## WHAT YOU SHOULD DO
In the text below about an internship at Holly Hill, why was the intern often stationed in one particular unit? Answer in one to three sentences.

━━━━━ TEXT EXCERPT ━━━━━

This format works for some patients; through my internship I’ve been able to engage with many of the people in treatment at Holly Hill and hear about their experiences and how their time at the hospital has served them. Some patients were incredibly grateful for the roof over their heads, the three meals a day, and the engaged and caring staff. Others didn’t have such a pleasant experience and spoke passionately about the facilities’ shortcomings in terms of programming, ethical treatment of patients, and handling of medication.


I was lucky enough to have a holistic and multifaceted experience at Holly Hill. Interning under the Director of Clinical Services, I spent my time doing a wide variety of tasks across all different units in the hospital. Some days I collected outstanding surveys from all units and complied them for the director or inputted all of the paper survey data into the online program. I would often be stationed in one particular unit, generally the most acute units, to provide an extra hand to the therapists with collateral work (contacting patients’ families, calling sheriffs to arrange transportation, finding available homeless shelters or care facilities for patients discharging, etc.). I sat in on and engaged with many different group therapy sessions, discussing addictive behavior, brainstorming positive coping strategies, writing songs with patients in music therapy, or playing checkers or throwing a ball outside. I helped with aspects of admissions and discharge procedures alongside therapists. Patients came to me to ask when they were discharging, request certain items or even a snack, or share information to be relayed back to their therapist. I learned from so many different clinicians who were kind enough to chat with me and share their education and career path and allow me to observe how they went about their job.

━━━━━ EXTRACTED RECORDS ━━━━━

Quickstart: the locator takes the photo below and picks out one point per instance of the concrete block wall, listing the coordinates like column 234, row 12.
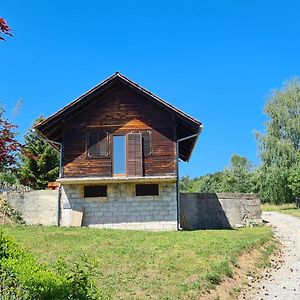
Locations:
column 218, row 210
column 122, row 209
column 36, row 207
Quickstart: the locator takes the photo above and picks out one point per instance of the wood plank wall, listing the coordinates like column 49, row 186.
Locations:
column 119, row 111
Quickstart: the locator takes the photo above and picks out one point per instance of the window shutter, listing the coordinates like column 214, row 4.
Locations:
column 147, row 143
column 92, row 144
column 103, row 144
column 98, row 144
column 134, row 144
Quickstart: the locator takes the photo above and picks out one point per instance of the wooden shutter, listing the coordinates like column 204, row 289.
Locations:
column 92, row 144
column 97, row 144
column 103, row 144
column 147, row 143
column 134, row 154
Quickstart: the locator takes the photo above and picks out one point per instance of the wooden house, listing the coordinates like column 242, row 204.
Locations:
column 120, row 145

━━━━━
━━━━━ EXTRACTED RECORDS ━━━━━

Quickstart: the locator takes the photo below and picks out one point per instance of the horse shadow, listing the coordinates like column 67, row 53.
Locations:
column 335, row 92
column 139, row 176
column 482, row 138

━━━━━
━━━━━ EXTRACTED RECORDS ━━━━━

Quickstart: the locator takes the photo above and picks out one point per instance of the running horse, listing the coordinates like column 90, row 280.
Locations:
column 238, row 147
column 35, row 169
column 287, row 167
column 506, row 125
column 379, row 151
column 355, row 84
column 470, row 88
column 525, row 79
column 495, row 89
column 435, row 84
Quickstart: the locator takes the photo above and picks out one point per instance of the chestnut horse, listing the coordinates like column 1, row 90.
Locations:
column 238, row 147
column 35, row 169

━━━━━

## SOLUTION
The intern was placed there, usually in one of the most acute units, to give the therapists an extra hand with collateral work. That work included contacting patients' families, calling sheriffs to arrange transportation, and finding available homeless shelters or care facilities for patients who were discharging.